## begin

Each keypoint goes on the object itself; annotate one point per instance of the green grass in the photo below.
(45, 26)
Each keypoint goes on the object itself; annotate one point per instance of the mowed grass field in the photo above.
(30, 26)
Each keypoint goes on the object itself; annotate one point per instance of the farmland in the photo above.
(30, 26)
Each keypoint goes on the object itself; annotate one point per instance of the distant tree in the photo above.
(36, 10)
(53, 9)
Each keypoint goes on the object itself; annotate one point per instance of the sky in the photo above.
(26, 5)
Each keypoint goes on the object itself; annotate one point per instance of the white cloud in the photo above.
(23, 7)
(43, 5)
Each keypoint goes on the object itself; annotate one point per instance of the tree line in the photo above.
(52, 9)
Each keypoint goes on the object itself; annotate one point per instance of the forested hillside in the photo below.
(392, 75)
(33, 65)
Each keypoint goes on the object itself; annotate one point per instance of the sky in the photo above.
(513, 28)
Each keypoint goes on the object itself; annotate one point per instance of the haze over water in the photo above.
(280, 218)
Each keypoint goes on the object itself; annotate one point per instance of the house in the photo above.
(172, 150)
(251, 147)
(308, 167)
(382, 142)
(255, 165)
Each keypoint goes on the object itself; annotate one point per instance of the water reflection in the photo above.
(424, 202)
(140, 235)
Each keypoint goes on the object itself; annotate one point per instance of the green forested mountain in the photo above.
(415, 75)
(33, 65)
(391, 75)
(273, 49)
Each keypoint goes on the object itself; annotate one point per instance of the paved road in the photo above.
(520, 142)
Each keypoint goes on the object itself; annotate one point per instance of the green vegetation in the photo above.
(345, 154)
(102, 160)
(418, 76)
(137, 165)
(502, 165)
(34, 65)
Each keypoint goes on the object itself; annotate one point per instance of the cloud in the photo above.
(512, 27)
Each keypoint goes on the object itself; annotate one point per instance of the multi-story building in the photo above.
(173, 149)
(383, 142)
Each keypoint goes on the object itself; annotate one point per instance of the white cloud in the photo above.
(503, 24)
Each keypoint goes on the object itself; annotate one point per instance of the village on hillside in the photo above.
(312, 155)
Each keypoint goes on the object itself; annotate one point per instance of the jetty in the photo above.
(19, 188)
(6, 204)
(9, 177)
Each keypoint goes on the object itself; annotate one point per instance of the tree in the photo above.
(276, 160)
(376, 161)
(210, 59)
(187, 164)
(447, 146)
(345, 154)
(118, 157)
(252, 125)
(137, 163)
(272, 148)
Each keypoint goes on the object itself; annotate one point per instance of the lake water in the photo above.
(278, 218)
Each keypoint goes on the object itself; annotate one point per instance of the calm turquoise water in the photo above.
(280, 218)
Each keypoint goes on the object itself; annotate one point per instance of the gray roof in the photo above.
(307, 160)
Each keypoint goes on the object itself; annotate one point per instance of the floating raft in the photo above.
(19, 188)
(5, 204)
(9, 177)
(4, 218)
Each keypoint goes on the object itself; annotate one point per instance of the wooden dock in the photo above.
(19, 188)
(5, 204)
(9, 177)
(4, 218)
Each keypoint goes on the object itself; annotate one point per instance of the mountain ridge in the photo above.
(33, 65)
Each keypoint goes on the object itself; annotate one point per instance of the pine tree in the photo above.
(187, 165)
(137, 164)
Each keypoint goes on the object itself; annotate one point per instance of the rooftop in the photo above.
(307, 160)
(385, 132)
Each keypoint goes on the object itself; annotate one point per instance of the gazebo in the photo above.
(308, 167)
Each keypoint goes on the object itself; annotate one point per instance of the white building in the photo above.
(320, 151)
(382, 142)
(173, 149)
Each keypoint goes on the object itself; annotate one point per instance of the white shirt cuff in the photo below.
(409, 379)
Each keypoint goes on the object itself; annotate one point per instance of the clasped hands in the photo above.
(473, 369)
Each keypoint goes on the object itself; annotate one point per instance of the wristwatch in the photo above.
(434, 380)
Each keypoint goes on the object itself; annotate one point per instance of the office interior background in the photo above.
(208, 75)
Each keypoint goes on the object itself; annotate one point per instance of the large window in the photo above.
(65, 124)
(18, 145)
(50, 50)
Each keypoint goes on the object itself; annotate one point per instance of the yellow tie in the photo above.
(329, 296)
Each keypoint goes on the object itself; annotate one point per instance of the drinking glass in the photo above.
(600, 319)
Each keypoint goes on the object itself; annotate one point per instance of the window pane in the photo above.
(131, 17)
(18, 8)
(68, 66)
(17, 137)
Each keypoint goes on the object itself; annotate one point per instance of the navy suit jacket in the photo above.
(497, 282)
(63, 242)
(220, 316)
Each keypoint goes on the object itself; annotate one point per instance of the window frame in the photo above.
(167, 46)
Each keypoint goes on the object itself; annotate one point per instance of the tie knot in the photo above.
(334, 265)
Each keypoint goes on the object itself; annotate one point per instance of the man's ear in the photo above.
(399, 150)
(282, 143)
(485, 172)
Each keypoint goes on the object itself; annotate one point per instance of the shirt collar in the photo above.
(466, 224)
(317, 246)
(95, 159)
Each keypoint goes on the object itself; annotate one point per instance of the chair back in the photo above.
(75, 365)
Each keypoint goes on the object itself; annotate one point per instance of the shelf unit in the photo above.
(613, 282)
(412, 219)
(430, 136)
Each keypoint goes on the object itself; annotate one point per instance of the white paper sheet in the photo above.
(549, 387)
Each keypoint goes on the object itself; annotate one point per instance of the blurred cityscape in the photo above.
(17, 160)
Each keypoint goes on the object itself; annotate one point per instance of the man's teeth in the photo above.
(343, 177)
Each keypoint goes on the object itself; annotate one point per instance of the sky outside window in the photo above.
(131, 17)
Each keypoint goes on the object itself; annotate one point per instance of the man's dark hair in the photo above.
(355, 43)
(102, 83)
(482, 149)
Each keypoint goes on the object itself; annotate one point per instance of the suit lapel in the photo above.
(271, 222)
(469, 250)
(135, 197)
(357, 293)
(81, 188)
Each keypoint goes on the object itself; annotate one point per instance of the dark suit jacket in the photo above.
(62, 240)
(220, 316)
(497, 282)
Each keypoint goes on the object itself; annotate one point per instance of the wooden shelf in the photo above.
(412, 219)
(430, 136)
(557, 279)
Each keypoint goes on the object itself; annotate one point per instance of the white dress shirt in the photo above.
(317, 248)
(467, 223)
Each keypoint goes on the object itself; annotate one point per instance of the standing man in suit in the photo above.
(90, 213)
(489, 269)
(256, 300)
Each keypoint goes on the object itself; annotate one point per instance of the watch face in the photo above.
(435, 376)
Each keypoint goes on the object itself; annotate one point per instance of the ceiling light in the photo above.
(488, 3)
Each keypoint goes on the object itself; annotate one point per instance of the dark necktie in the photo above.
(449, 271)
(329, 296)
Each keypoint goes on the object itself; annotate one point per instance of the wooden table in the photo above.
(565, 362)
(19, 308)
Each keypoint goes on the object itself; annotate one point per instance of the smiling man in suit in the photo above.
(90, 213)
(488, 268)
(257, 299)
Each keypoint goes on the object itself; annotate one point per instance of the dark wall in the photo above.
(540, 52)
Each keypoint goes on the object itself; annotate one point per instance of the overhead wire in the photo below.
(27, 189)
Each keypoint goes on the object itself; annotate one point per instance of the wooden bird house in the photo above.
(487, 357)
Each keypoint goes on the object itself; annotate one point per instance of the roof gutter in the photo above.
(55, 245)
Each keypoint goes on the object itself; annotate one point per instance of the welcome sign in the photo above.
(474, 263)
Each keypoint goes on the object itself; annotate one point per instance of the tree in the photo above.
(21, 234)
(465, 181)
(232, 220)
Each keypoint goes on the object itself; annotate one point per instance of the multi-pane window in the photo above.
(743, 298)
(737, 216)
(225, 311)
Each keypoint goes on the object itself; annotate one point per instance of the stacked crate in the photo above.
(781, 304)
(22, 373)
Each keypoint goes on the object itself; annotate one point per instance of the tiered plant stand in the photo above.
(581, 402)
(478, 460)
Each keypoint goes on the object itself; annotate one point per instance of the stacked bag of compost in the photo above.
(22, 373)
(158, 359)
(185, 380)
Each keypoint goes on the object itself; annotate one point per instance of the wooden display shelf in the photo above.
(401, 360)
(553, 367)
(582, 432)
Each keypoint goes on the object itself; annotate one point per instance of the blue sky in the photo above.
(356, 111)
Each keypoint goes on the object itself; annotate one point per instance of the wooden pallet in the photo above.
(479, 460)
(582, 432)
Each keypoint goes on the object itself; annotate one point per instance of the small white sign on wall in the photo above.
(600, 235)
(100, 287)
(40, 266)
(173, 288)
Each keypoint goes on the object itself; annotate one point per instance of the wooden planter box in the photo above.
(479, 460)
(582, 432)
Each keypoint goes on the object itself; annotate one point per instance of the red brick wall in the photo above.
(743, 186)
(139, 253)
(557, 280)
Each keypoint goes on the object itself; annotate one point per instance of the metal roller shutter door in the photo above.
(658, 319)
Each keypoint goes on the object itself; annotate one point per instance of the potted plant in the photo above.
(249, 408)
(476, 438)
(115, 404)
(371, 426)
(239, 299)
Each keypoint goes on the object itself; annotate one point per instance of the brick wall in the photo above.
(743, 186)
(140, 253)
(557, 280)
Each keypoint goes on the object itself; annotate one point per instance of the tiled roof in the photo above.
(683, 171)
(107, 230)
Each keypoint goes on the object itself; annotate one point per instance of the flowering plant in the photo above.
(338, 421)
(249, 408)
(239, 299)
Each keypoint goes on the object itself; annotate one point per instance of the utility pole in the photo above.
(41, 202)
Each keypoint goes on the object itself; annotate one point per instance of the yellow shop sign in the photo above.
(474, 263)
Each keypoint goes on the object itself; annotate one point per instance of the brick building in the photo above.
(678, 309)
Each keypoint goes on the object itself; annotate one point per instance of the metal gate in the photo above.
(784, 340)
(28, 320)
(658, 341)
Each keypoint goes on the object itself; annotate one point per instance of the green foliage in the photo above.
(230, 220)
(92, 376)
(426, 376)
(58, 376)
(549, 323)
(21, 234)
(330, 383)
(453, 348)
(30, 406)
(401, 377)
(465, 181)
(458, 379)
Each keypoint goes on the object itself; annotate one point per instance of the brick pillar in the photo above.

## end

## Exercise aim
Return the lines beginning at the one that contains "pallet in the photo above." and continuing through the last line of the data, exactly as they stand and without any others.

## Solved problem
Each keypoint goes on the object itself; annotate one point per instance of the wooden pallet in the photo above.
(479, 460)
(582, 432)
Each keypoint goes on the object itself; annotate one point per instance of the small white sign on wall in the photo above.
(600, 235)
(100, 287)
(40, 266)
(173, 288)
Each keypoint goes on the object itself; annotate one point per instance of the wooden planter box in the photo above.
(479, 460)
(582, 432)
Each keypoint goes on the object itself; annotate one point per instance of the red brick wall in the photo above.
(743, 186)
(139, 253)
(557, 280)
Each keypoint goes on the object itself; annotate one point per instance of the metal roller shutter door in the photo above.
(658, 319)
Each keypoint goes on the object itself; annotate one point per instance of the potted plant in the photo above.
(249, 408)
(476, 438)
(115, 404)
(371, 426)
(239, 299)
Each keypoint goes on the object itself; annotate one point per instance of the brick wall in the photo above.
(743, 186)
(140, 253)
(557, 280)
Each keypoint goes on the object itself; annotate one point per instance of the tiled roof in the photo above.
(683, 171)
(107, 230)
Each keypoint goes on the object itself; annotate one point per instance of the flowering plant in the photo above.
(338, 421)
(249, 408)
(239, 299)
Each keypoint goes on the object itself; annotate one point per instance of the utility pole in the photo above.
(41, 202)
Each keypoint goes on the object itself; annotate one point per instance of the yellow shop sign in the photo above.
(474, 263)
Each keypoint goes on the object itself; annotate one point per instance of the brick building in the photo above.
(678, 309)
Each keypoint goes on the object itself; annotate one point per instance of the metal gate in the photo above.
(784, 340)
(28, 320)
(658, 341)
Each keypoint goes on the object itself; annotate one point per instance of the green foliage in the photo above.
(230, 220)
(92, 376)
(426, 376)
(58, 376)
(549, 323)
(21, 234)
(330, 383)
(453, 348)
(30, 406)
(401, 377)
(465, 181)
(458, 379)
Each keypoint goes on the object itself; annotate one point per instance of the brick pillar in the photo above.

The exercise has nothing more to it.